## TEXTAUSZUG
****************************************

Um das Trauma-Netzwerk stärker zu aktivieren, kann der Therapeut die Patientin bitten,
die Augen zu schließen, das Geschehen in der Ich-Form und der Gegenwart zu beschreiben;
er kann sich sensorische Details schildern lassen, sensorische Wahrnehmungen, z. B.
bestimmte Geräusche und Gerüche bereitstellen, Gedanken und Gefühle verbalisieren
sowie bestimmte Situationen in Zeitlupe durchgehen. Um den Gegenwartsbezug stärker
zu aktivieren, kann der Therapeut im Gegensatz dazu sensorische Eindrücke aus der
Gegenwart anbieten. Hierzu kann er z. B. die Patientin loben, sie bitten, die Augen
zu öffnen, auf Geräusche hinweisen und ihr starke sensorische Reize anbieten, die
für die gegenwärtige Situation stehen (z. B. Eisbeutel, Igelball).
Während der Exposition muss der Realitätskontakt sichergestellt sein. Dazu wird während
der Expositionsdurchführung das aktuelle Ausmaß der Belastung zwischen 0 und 100 eingeschätzt,
der Therapeut wiederholt bei Bedarf das, was die Patientin sagt, und es werden Stressregulationsskills
oder antidissoziative Skills eingesetzt.
Nachbereitung. An die Exposition schließt sich in der Regel eine kognitive Nachbereitung an, in
der beispielsweise erneut aufgetretene Schuldgefühle besprochen werden.
Zwischen den Therapiestunden hören die Patientinnen zu Hause möglichst täglich eine
Tonbandaufnahme der Sitzung an und führen mit deren Hilfe die Exposition selbstständig
fort. Gegen Ende der Exposition werden Sätze zum Annehmen des Erlebten formuliert
und in die Übungen integriert, wie z. B. „Ich wurde in der Kindheit missbraucht und
das gehört zu meinem Leben, das werde ich nie vergessen können“.
Nachdem die Exposition gegenüber dem Indexereignis abgeschlossen ist, können bei Bedarf
andere Ereignisse fokussiert werden. Gegebenenfalls kann das Imagery Rehearsal Training
in die Behandlung integriert werden [35]. Dabei schreibt die Patientin einen belastenden Albtraum auf und verändert diesen
zu einem guten Ende, welches sie dann eine Woche lang täglich imaginiert.
Die Entfaltung des Lebens
Neben der Förderung der Akzeptanz des Erlebten soll das therapeutische Team in dieser
Behandlungsphase die Verbesserung der Lebensqualität im Fokus haben. Dabei geht es
beispielsweise um eine Verbesserung des Selbstwerts sowie die Verhinderung einer erneuten
Viktimisierung. Je nach Lebenssituation der Patientin können Interventionen eingesetzt
werden:
-
zur Verbesserung des Körperbilds, z. B. durch Spiegeltraining
-
zum Aufbau von Partnerschaften und Freundschaften
-
zur Wiederaufnahme einer beruflichen Tätigkeit.

****************************************

## ÜBUNGSDATEN
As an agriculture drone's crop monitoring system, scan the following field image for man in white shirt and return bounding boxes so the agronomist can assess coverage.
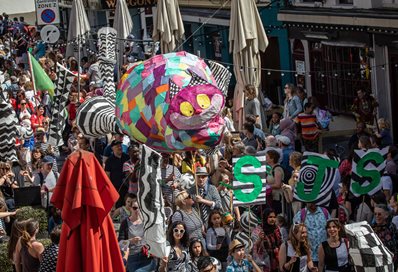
[41,156,57,208]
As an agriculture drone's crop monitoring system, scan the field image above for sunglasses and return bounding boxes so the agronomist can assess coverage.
[173,228,185,234]
[201,265,215,272]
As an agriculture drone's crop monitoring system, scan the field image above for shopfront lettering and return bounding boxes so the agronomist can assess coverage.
[102,0,157,9]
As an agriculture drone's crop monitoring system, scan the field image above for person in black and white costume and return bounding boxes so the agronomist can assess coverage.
[39,225,61,272]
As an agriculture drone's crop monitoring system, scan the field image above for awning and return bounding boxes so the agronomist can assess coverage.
[278,8,398,28]
[0,0,36,14]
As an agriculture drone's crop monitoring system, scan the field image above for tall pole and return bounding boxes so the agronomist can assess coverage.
[76,34,81,106]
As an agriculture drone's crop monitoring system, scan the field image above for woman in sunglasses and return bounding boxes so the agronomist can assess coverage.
[188,239,208,272]
[372,204,398,271]
[159,221,189,272]
[318,218,352,272]
[118,200,156,272]
[279,223,318,272]
[171,191,206,242]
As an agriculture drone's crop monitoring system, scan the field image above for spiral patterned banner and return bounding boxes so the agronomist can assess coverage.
[294,152,339,206]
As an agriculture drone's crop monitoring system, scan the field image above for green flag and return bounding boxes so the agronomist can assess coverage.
[28,53,55,98]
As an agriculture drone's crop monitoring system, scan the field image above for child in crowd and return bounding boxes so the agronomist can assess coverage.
[375,118,393,147]
[111,193,137,223]
[276,214,289,242]
[206,210,231,267]
[296,103,320,152]
[269,112,282,136]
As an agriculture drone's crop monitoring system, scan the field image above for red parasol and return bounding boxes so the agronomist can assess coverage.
[51,150,125,272]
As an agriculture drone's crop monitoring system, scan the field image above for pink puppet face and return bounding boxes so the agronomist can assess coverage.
[169,84,224,130]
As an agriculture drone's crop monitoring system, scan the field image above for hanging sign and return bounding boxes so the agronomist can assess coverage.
[232,156,266,206]
[350,147,388,196]
[294,152,339,207]
[36,0,60,25]
[101,0,158,9]
[40,25,60,44]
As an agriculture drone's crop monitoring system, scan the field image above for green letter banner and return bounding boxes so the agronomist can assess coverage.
[294,152,339,206]
[351,147,388,196]
[232,155,266,206]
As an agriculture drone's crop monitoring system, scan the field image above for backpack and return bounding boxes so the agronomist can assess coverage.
[300,207,329,223]
[337,204,349,225]
[271,164,291,183]
[316,109,332,129]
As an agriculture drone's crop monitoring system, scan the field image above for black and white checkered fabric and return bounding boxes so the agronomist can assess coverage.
[98,27,117,101]
[345,221,394,272]
[48,63,76,146]
[0,92,18,162]
[188,71,209,86]
[76,27,122,138]
[169,80,181,99]
[39,244,59,272]
[209,60,232,97]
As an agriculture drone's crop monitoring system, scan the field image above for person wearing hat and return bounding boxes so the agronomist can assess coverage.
[276,135,294,180]
[105,140,130,208]
[226,239,261,272]
[295,103,321,152]
[40,156,58,208]
[188,167,221,225]
[102,133,128,165]
[123,144,140,194]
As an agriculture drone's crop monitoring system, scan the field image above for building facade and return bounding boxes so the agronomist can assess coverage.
[278,0,398,140]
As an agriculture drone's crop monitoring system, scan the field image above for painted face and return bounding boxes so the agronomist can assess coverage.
[297,224,307,241]
[374,208,388,225]
[232,247,245,262]
[272,113,280,124]
[211,213,221,226]
[267,213,276,226]
[173,225,185,240]
[327,222,340,237]
[192,242,202,257]
[196,175,207,187]
[169,84,224,130]
[125,197,134,207]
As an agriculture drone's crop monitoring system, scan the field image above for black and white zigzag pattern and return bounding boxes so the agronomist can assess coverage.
[234,211,259,252]
[76,27,122,138]
[48,63,75,146]
[232,156,266,206]
[0,93,18,162]
[76,96,122,138]
[98,27,117,101]
[293,152,338,207]
[350,147,388,196]
[188,71,209,86]
[169,80,181,99]
[209,60,232,97]
[345,221,394,272]
[137,145,166,258]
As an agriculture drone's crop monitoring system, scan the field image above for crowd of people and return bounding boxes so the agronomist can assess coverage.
[0,14,398,272]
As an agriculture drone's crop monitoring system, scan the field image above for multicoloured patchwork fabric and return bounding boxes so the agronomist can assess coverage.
[116,52,230,152]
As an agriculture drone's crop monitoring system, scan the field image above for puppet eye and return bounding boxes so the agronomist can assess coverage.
[180,101,194,117]
[196,94,210,109]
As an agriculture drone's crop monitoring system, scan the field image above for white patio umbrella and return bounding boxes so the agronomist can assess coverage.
[113,0,133,78]
[229,0,268,129]
[152,0,185,54]
[66,0,90,102]
[66,0,90,58]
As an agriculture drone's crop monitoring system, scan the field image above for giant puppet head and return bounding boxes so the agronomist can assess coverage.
[116,52,231,152]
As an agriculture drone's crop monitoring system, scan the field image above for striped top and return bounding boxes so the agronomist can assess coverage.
[296,112,319,140]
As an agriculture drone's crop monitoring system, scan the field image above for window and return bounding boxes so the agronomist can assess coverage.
[310,42,371,112]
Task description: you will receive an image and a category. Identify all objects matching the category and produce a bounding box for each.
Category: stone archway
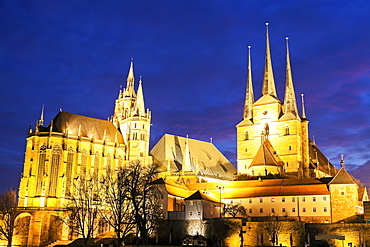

****************************************

## DEINE AUFGABE
Fass den Absatz aus dem Textauszug oben, der mit „Während der Exposition muss der Realitätskontakt“ beginnt, als kurze Liste zusammen.

## LÖSUNG
Realitätskontakt während der Exposition sicherstellen:
- aktuelle Belastung laufend zwischen 0 und 100 einschätzen
- der Therapeut wiederholt bei Bedarf, was die Patientin sagt
- Stressregulationsskills oder antidissoziative Skills einsetzen